### What the task asks
Please count the lines in the listing below that contain the string "wooden", treating uppercase and lowercase as different, and give only the number.

----- Records provided -----

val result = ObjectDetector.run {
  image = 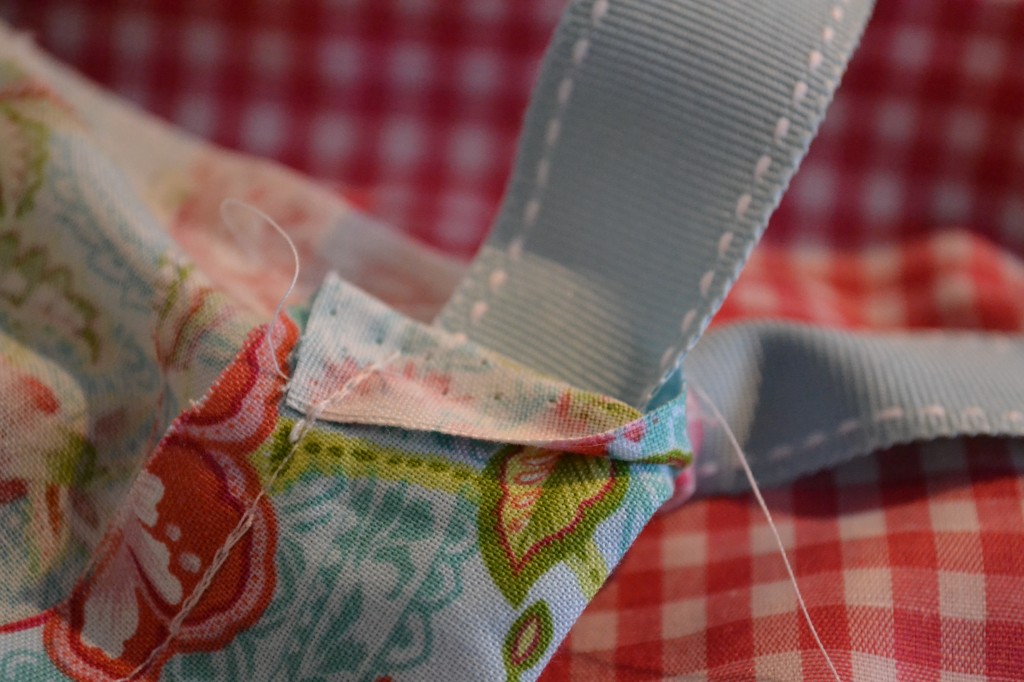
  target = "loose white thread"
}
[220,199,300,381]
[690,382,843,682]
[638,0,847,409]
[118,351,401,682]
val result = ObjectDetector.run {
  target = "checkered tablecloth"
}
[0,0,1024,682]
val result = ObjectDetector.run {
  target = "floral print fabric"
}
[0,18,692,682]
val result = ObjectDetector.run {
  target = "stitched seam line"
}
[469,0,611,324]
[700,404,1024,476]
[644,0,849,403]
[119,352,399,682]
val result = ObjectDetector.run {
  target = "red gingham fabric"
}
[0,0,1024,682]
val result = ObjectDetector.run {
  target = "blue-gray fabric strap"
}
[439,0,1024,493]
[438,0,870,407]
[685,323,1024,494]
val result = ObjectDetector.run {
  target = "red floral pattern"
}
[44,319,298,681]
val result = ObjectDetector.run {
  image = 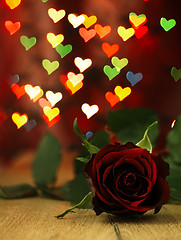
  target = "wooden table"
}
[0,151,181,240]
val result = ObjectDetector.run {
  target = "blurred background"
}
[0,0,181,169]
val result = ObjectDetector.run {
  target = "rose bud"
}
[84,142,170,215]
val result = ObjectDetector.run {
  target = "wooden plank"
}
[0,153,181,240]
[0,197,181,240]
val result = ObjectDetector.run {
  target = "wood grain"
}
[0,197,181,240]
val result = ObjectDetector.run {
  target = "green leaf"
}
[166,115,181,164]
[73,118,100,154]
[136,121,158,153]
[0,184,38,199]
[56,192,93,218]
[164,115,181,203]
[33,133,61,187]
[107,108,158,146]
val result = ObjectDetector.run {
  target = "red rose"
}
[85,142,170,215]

-----
----- Records provided -----

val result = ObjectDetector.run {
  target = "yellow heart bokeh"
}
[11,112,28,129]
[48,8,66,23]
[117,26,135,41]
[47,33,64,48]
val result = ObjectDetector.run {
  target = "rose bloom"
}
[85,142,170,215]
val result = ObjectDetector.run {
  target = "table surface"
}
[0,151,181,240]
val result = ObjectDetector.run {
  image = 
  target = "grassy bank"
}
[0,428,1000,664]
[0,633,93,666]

-----

### Answer to this problem
2